Text under study →
────────────────────────────────────────

She and six others now relying on that assistance could soon be back out in the community, bunking at emergency shelters if there’s room available, sleeping on couches or in cars if there isn’t.
Grant funds that enable the agency to provide apartments, groceries and job and education support for the formerly homeless women, ages 18 to 22 — part of the fastest-growing segment of the homeless population in DuPage County — have been withdrawn. Operators of the transitional housing program learned recently that its federal Health and Human Services support “was not renewed, and unless alternative funding can be secured, seven amazing young women may find themselves homeless again,” the agency related in a news release announcing a newly launched campaign.
Dubbed “A Dollar for Our Daughters,” the endeavor is tapping social media to build awareness and draw funds to keep the young women housed, employed and in school — the building blocks of a promising future.

────────────────────────────────────────

Given entries →
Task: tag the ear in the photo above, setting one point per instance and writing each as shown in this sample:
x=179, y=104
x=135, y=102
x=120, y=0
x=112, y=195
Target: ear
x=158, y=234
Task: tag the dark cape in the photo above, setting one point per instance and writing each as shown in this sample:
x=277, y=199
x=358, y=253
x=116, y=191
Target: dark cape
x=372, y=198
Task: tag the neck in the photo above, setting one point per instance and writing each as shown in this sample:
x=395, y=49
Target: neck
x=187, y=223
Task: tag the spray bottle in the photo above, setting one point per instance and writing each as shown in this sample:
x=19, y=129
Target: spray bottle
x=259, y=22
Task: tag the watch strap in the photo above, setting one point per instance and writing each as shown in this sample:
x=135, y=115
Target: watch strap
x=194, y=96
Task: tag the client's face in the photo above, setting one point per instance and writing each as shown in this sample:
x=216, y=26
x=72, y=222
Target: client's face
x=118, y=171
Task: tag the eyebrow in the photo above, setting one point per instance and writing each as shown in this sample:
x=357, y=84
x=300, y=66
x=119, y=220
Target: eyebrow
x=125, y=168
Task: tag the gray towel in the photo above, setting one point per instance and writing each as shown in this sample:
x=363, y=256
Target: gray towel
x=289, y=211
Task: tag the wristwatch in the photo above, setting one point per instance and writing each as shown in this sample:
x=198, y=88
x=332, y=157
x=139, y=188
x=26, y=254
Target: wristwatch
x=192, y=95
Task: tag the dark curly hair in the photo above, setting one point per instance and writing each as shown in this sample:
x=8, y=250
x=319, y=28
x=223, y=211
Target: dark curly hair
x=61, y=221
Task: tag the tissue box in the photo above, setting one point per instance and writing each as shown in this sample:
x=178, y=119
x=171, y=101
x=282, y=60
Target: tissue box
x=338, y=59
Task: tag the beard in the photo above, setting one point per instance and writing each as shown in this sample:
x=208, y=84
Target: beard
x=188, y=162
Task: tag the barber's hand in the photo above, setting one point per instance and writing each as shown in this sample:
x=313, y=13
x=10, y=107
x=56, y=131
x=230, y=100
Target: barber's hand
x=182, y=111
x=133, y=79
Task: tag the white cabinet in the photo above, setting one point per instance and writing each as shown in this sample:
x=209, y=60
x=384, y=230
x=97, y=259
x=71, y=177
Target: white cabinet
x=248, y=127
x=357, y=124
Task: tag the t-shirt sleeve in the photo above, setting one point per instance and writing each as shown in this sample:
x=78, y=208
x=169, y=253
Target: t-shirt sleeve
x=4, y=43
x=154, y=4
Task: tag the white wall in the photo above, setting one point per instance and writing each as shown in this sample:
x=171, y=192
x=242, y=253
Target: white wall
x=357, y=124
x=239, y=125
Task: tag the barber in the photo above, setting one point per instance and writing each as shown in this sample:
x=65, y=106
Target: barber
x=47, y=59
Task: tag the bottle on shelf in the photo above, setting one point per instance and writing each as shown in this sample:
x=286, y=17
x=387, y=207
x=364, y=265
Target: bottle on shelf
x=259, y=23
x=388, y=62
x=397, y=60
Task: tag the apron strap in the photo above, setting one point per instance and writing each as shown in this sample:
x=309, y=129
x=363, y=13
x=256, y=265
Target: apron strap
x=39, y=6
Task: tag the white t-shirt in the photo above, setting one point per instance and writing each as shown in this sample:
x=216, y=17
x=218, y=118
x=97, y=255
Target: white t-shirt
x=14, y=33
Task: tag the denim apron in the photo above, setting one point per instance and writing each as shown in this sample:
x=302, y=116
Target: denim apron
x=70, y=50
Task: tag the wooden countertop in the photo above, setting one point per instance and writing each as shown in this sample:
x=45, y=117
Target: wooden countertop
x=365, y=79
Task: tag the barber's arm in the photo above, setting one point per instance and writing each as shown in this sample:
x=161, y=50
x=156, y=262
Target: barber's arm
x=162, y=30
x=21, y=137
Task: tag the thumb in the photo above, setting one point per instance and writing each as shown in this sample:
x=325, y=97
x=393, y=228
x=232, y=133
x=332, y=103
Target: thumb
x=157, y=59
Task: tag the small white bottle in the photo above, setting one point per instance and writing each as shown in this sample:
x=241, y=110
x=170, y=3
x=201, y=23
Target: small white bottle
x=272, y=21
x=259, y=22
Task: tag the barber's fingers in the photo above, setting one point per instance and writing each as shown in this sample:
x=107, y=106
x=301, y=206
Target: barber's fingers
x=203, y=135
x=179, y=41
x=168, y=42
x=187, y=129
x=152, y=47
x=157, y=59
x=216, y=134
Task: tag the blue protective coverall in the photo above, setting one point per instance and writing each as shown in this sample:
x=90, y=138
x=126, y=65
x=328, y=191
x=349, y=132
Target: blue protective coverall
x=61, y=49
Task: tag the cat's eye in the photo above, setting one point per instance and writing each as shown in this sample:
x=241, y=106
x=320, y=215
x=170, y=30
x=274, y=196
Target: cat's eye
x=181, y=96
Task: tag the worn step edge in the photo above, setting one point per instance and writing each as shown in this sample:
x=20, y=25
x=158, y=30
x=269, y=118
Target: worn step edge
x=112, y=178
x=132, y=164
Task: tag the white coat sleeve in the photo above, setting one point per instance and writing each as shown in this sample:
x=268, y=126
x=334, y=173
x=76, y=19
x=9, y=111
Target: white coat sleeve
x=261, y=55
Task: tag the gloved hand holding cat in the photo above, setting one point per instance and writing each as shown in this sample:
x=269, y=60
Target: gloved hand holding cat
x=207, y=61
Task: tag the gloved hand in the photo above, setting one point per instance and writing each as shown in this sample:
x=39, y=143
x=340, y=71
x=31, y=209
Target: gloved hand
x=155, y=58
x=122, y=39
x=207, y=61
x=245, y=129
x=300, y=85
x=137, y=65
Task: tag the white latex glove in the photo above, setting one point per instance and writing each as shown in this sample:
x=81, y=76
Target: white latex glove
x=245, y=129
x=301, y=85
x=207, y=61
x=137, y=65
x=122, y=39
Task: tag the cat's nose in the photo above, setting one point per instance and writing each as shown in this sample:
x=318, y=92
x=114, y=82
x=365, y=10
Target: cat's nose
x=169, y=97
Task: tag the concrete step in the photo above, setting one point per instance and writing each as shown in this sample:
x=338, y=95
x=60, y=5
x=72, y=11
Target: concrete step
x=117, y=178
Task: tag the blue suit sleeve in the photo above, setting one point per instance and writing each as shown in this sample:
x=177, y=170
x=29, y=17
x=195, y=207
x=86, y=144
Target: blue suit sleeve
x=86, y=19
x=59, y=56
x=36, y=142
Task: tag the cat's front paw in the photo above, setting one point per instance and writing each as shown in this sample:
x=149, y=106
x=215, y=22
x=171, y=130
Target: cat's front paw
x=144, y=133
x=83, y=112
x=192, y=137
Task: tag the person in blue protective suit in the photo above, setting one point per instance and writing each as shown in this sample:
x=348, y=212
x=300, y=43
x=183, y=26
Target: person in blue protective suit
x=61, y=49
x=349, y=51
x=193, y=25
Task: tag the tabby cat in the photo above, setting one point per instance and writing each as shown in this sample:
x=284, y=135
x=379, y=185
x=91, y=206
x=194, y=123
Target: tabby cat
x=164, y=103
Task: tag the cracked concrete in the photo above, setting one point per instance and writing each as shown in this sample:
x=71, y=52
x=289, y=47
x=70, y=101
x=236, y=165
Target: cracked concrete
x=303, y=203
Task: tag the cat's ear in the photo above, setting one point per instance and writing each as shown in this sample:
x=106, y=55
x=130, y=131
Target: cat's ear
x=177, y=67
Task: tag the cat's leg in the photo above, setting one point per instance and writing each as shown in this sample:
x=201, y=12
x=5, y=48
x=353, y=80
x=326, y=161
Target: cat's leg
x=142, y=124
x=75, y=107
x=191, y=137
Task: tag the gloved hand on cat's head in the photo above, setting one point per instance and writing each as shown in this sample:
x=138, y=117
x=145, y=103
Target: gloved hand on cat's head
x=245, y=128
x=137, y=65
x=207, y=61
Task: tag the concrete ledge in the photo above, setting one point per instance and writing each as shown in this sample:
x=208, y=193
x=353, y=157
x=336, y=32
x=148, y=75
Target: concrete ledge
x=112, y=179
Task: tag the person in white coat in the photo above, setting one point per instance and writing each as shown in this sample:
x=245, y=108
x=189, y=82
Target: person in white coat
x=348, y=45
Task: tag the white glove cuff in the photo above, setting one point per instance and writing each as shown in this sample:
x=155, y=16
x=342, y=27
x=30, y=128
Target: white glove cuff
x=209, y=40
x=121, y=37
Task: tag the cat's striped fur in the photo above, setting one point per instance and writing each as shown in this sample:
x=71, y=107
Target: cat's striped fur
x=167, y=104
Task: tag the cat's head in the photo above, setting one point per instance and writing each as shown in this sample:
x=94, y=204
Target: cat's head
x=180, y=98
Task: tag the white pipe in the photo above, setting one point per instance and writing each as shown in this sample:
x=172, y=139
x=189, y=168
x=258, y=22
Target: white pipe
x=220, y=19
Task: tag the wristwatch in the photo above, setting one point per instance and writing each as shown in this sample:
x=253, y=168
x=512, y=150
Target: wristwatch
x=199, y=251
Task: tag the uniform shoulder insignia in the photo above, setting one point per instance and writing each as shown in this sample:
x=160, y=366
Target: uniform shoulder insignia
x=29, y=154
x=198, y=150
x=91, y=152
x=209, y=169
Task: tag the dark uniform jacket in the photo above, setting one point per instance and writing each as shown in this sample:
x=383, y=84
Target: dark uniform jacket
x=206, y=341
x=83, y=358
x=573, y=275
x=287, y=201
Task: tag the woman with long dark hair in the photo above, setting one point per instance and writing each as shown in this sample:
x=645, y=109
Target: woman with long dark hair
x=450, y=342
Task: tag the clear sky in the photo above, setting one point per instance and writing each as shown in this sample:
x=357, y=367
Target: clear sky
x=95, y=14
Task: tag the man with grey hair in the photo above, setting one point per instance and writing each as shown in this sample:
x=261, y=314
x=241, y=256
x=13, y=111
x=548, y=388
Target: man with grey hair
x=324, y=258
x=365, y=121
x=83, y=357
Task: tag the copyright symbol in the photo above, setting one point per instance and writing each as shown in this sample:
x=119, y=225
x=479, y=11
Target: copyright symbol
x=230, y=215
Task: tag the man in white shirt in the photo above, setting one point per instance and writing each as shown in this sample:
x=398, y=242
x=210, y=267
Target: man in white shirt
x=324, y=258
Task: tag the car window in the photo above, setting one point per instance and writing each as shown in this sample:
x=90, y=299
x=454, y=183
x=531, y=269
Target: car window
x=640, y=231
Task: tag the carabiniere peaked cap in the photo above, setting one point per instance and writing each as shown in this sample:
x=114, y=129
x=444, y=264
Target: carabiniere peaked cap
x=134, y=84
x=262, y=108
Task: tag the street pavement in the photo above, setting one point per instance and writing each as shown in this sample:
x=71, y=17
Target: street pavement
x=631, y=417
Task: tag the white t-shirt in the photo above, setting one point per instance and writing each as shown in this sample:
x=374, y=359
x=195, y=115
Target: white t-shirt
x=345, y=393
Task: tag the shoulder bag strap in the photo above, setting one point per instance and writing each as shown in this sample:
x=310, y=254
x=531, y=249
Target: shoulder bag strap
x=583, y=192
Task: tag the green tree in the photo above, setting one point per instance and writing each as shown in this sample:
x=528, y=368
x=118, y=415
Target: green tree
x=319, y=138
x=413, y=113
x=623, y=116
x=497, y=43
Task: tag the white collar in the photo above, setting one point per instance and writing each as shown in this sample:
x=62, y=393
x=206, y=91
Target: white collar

────────────────────────────────────────

Goal of the exercise → From the text above about the transitional housing program for young women, extract the passage that begins at the words "Grant funds that" and stops after the words "a promising future.".

The completed task →
Grant funds that enable the agency to provide apartments, groceries and job and education support for the formerly homeless women, ages 18 to 22 — part of the fastest-growing segment of the homeless population in DuPage County — have been withdrawn. Operators of the transitional housing program learned recently that its federal Health and Human Services support “was not renewed, and unless alternative funding can be secured, seven amazing young women may find themselves homeless again,” the agency related in a news release announcing a newly launched campaign.
Dubbed “A Dollar for Our Daughters,” the endeavor is tapping social media to build awareness and draw funds to keep the young women housed, employed and in school — the building blocks of a promising future.